─── Given records ───

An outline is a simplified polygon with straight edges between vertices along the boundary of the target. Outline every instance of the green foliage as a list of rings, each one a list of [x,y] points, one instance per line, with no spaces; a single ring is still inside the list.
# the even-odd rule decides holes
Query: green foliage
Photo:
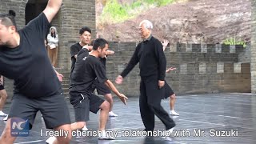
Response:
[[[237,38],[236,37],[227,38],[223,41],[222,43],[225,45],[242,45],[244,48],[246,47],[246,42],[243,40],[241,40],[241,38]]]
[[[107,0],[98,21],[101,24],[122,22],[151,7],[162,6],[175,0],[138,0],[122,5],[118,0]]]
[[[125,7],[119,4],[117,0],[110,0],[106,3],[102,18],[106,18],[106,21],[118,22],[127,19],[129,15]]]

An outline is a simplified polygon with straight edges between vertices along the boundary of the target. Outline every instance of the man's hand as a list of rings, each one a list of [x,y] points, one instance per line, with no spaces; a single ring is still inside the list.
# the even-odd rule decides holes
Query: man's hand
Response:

───
─── Given records ───

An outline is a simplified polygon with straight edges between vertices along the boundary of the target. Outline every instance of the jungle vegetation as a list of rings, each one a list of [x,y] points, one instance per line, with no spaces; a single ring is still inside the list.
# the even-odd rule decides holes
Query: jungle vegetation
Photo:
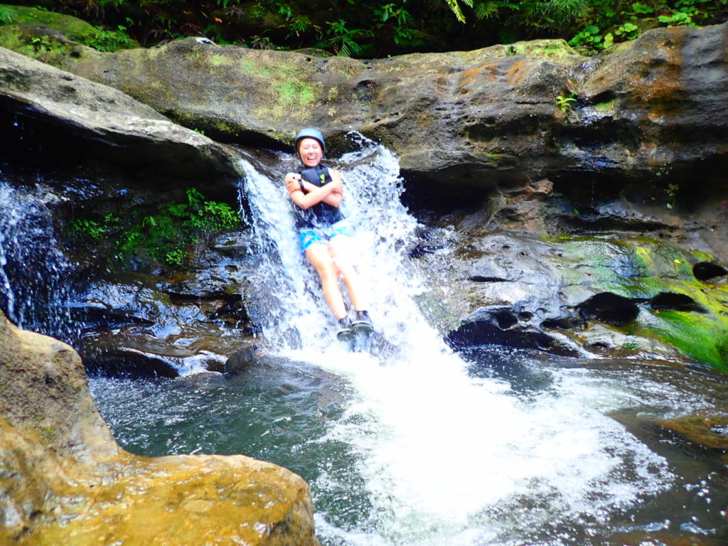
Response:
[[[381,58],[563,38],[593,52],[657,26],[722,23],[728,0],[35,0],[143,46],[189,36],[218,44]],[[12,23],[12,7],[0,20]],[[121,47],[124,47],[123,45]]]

───
─── Given records ───

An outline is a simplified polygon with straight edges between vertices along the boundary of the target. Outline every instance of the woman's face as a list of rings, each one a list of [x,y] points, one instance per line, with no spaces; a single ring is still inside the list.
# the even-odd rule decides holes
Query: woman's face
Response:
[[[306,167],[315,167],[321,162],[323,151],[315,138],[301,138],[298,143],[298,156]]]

───

- [What the task requires] Return each line of the items above that contains the word "green".

- [Written reply]
An outline is a simplified polygon with straight edges between vertices along the boundary of the target. Outline every instance of the green foliage as a list of rings, each one a list of [x,y] points, one instance per line, with no spaces; a single ring is still inside the list.
Query: green foliage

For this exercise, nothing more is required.